* What you have to do *
Write out every line below that contains "foot".

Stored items
######
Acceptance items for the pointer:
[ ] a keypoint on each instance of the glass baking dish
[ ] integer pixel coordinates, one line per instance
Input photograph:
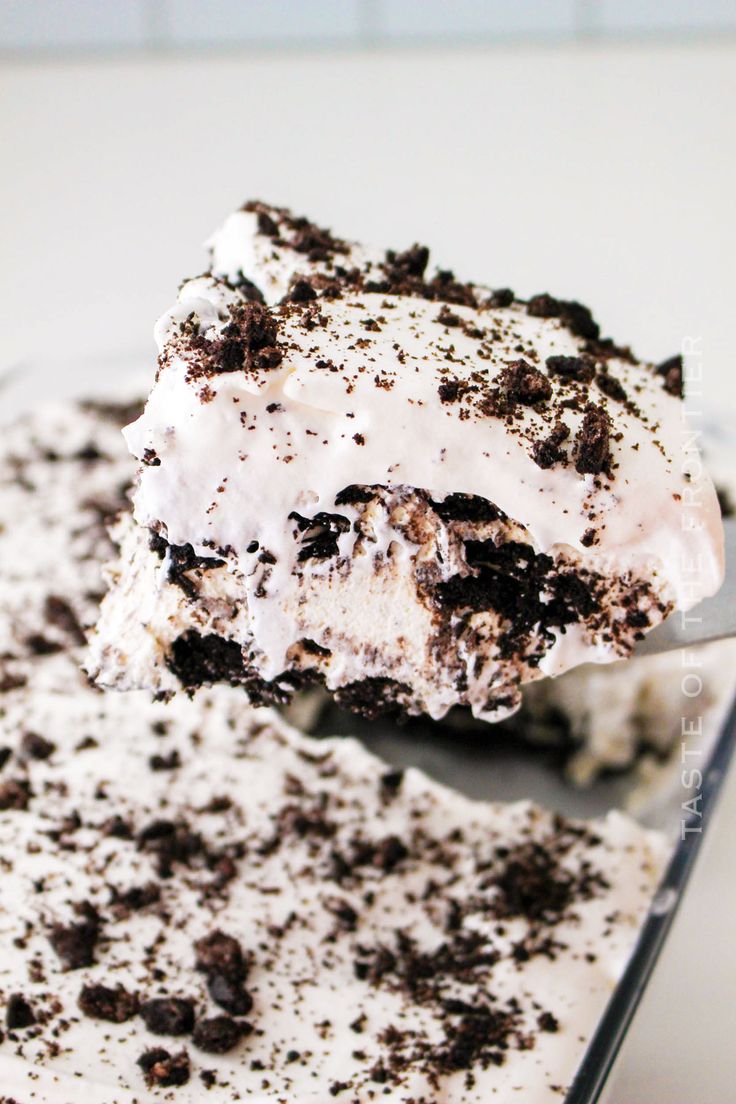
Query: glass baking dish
(503, 767)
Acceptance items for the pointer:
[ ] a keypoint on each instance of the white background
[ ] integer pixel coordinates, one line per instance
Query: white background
(603, 172)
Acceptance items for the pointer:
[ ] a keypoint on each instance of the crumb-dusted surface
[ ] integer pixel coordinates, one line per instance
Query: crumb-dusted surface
(200, 902)
(418, 491)
(64, 475)
(290, 915)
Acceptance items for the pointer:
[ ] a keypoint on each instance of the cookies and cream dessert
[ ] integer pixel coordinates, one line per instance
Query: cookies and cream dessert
(416, 491)
(200, 903)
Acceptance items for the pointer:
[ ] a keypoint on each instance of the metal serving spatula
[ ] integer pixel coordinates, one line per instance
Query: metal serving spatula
(713, 619)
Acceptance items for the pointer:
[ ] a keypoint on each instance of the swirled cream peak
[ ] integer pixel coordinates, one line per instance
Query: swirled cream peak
(302, 374)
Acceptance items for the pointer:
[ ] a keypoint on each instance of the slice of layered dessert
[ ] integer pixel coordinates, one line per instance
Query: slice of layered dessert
(416, 491)
(200, 903)
(198, 898)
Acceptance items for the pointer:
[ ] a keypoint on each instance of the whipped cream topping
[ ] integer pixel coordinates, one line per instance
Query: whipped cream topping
(370, 373)
(384, 936)
(318, 861)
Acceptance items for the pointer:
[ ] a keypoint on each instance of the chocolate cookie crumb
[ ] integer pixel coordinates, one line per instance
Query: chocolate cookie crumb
(14, 794)
(221, 954)
(579, 369)
(520, 382)
(219, 1035)
(19, 1014)
(168, 1015)
(75, 943)
(163, 1070)
(230, 995)
(102, 1002)
(35, 746)
(547, 450)
(593, 442)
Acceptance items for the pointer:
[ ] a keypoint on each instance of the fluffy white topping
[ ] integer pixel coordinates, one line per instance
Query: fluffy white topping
(363, 377)
(167, 824)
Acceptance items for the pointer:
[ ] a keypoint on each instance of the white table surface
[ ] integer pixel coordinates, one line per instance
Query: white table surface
(600, 173)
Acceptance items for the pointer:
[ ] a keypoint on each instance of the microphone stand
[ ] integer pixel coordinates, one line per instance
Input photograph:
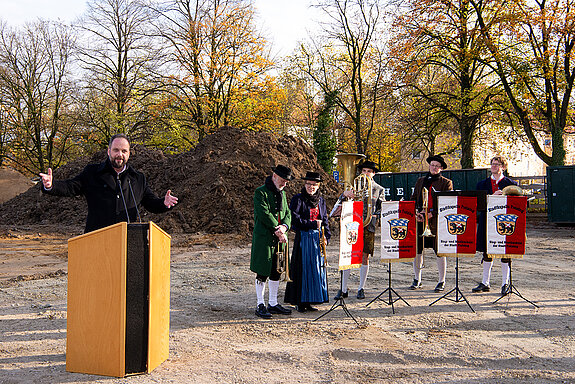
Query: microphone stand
(123, 199)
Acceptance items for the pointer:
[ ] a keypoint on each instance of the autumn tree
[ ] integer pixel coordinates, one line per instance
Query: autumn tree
(532, 45)
(324, 141)
(36, 89)
(217, 64)
(443, 38)
(337, 62)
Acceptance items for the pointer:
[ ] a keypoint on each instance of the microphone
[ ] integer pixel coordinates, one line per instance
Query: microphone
(123, 200)
(135, 202)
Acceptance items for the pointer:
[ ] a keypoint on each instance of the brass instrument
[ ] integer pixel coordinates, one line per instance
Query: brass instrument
(282, 260)
(512, 190)
(426, 230)
(322, 248)
(361, 185)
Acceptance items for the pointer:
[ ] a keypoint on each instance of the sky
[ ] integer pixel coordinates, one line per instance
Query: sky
(284, 22)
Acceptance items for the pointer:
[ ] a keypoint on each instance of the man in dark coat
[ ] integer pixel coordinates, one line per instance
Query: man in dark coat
(433, 182)
(112, 189)
(493, 185)
(272, 221)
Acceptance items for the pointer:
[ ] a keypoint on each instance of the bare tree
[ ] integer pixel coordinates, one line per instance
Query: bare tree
(118, 57)
(36, 94)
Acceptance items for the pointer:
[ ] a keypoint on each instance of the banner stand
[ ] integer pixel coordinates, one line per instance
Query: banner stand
(511, 290)
(340, 302)
(390, 291)
(458, 294)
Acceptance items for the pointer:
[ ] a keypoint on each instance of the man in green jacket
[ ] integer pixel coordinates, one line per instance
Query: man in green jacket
(272, 221)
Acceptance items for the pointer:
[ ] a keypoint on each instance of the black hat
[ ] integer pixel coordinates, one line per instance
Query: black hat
(368, 164)
(283, 172)
(437, 158)
(312, 176)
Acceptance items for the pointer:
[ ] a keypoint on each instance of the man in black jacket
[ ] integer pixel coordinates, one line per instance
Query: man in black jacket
(112, 189)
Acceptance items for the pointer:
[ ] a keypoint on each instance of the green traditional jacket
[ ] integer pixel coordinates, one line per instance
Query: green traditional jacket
(266, 214)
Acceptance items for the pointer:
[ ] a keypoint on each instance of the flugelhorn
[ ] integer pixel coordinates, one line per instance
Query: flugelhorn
(426, 230)
(512, 190)
(361, 185)
(282, 260)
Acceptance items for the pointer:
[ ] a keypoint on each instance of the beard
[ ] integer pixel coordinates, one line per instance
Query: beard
(118, 162)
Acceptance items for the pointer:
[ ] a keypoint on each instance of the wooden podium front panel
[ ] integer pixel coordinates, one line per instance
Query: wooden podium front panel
(96, 322)
(159, 314)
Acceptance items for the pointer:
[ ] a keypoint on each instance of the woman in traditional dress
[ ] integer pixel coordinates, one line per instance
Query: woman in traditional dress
(307, 266)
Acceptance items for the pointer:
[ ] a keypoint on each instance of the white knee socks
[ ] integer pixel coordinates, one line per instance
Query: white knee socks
(363, 270)
(486, 272)
(504, 274)
(344, 279)
(273, 295)
(417, 264)
(260, 288)
(442, 268)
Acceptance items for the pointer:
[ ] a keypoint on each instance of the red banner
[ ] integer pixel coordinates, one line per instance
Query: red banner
(456, 226)
(351, 235)
(506, 226)
(398, 231)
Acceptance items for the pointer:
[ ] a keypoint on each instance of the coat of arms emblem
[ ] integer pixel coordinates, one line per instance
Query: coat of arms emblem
(456, 223)
(505, 224)
(398, 228)
(351, 232)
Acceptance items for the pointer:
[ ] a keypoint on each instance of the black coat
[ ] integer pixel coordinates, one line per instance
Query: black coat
(99, 184)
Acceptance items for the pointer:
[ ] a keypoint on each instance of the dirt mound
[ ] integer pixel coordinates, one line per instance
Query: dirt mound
(214, 183)
(12, 183)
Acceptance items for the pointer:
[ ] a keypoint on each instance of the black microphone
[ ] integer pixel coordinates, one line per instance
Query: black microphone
(135, 202)
(123, 200)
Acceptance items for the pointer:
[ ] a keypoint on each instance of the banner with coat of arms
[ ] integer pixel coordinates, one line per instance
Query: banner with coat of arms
(456, 226)
(351, 235)
(398, 231)
(506, 225)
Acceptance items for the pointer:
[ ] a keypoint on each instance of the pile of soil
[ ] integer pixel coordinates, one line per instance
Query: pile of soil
(12, 183)
(214, 182)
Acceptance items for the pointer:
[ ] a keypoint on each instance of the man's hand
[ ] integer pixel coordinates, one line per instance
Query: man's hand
(280, 233)
(349, 194)
(169, 200)
(419, 217)
(47, 179)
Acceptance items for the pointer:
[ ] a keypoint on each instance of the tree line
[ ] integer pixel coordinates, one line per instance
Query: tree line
(382, 78)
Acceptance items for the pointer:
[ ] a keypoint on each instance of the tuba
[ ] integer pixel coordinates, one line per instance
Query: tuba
(282, 260)
(512, 190)
(361, 185)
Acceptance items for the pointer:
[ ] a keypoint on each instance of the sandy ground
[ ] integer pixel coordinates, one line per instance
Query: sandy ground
(215, 336)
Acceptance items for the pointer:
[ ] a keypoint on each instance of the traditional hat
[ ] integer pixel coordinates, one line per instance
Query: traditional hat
(437, 158)
(368, 164)
(283, 172)
(312, 176)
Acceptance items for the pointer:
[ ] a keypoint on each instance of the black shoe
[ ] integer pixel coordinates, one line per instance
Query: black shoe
(279, 310)
(339, 295)
(416, 284)
(262, 312)
(481, 288)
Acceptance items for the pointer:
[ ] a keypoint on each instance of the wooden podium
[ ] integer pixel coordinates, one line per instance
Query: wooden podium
(118, 300)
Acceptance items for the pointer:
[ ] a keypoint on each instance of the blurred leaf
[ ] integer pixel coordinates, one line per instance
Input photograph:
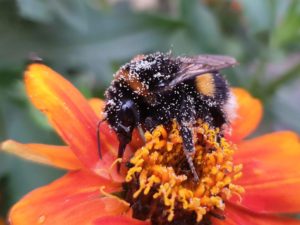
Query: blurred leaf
(258, 15)
(288, 29)
(5, 195)
(286, 107)
(201, 26)
(282, 80)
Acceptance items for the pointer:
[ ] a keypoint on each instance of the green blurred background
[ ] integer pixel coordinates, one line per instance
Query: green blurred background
(87, 40)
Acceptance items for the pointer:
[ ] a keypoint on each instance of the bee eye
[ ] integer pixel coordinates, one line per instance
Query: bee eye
(128, 114)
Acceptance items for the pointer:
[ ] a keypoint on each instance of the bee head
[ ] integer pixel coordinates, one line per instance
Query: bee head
(123, 118)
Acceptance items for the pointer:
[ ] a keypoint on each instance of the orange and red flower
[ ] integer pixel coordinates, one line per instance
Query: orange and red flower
(85, 195)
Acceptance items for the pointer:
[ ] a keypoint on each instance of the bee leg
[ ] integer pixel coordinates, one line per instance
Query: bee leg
(122, 146)
(189, 149)
(186, 117)
(141, 133)
(150, 123)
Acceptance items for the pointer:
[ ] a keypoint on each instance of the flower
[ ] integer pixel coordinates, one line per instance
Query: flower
(90, 192)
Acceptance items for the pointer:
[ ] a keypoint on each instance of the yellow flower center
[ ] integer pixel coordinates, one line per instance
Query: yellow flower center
(160, 185)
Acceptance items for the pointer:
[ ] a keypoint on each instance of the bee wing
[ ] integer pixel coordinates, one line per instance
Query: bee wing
(197, 65)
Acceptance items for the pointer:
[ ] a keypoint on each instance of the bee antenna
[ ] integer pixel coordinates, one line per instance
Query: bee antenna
(98, 137)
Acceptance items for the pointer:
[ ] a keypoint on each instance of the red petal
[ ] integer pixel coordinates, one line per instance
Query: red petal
(271, 174)
(73, 199)
(58, 156)
(98, 106)
(238, 216)
(249, 113)
(71, 116)
(119, 220)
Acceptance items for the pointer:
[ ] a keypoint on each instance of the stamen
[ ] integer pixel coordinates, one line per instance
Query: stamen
(160, 176)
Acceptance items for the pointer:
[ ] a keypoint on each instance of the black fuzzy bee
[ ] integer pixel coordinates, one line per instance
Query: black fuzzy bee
(158, 88)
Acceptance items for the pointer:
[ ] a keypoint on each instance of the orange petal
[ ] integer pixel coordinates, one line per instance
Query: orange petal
(119, 220)
(57, 156)
(239, 216)
(271, 174)
(73, 199)
(98, 106)
(2, 221)
(249, 114)
(71, 116)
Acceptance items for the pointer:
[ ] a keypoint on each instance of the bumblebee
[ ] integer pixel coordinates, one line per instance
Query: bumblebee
(158, 88)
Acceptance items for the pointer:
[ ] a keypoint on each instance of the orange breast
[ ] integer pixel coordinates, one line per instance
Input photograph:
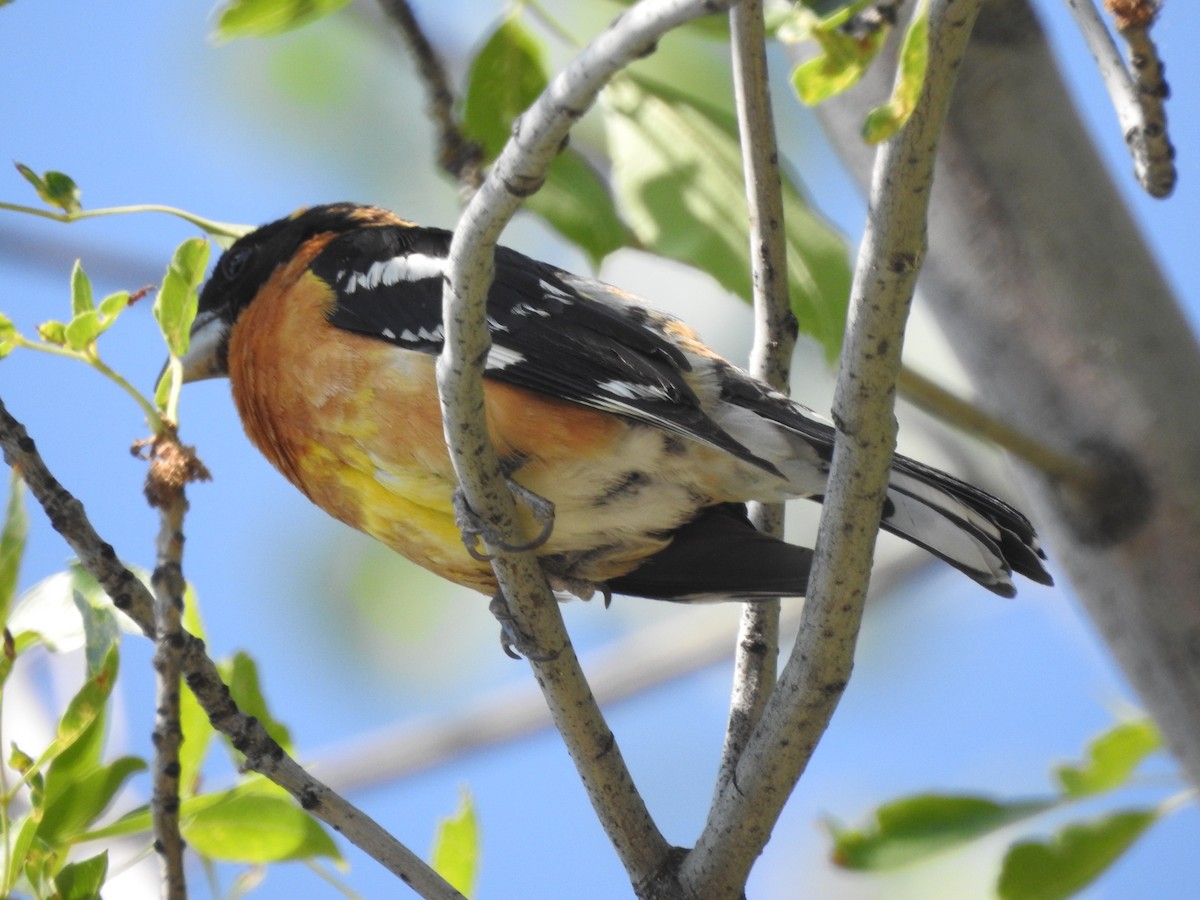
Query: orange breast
(354, 423)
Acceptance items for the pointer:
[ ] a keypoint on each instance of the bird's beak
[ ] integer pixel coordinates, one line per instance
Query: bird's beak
(203, 358)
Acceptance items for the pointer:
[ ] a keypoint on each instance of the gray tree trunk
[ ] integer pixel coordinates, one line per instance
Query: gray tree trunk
(1047, 291)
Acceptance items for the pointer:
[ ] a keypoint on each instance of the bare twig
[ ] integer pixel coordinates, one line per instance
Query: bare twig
(457, 154)
(172, 466)
(954, 411)
(821, 661)
(517, 173)
(645, 659)
(249, 736)
(1138, 96)
(757, 649)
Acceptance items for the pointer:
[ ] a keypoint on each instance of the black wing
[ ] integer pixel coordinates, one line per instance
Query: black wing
(552, 333)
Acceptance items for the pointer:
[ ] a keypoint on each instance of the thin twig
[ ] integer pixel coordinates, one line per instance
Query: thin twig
(517, 173)
(165, 489)
(1137, 97)
(457, 154)
(757, 648)
(249, 736)
(967, 417)
(642, 660)
(819, 667)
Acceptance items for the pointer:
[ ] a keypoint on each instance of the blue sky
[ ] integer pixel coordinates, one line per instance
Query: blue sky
(953, 689)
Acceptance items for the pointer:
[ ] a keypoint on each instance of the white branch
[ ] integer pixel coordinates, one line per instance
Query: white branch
(517, 173)
(1137, 97)
(757, 647)
(821, 661)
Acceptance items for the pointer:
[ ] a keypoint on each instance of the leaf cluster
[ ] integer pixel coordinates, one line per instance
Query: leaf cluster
(915, 828)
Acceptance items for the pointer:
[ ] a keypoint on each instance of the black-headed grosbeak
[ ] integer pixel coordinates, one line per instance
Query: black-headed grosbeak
(647, 443)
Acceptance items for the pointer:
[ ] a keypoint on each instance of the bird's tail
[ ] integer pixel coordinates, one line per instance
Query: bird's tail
(969, 528)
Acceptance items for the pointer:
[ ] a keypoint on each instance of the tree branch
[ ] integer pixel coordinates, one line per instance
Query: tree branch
(249, 736)
(757, 648)
(1138, 96)
(457, 154)
(519, 172)
(816, 673)
(171, 467)
(1073, 335)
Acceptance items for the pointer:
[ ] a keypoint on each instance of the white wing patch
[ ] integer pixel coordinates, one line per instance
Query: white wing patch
(501, 357)
(411, 267)
(631, 390)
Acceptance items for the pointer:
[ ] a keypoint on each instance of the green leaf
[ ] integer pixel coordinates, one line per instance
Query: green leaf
(505, 78)
(917, 827)
(844, 58)
(886, 120)
(267, 18)
(53, 331)
(25, 831)
(54, 187)
(456, 846)
(241, 675)
(66, 611)
(1111, 759)
(82, 880)
(84, 707)
(175, 305)
(256, 828)
(81, 291)
(12, 543)
(72, 804)
(114, 305)
(677, 171)
(7, 335)
(1073, 859)
(577, 204)
(78, 760)
(83, 330)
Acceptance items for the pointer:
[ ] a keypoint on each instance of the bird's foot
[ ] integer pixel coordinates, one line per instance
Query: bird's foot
######
* Output *
[ ] a keypoint on each instance of the bird's foot
Query: bird's foot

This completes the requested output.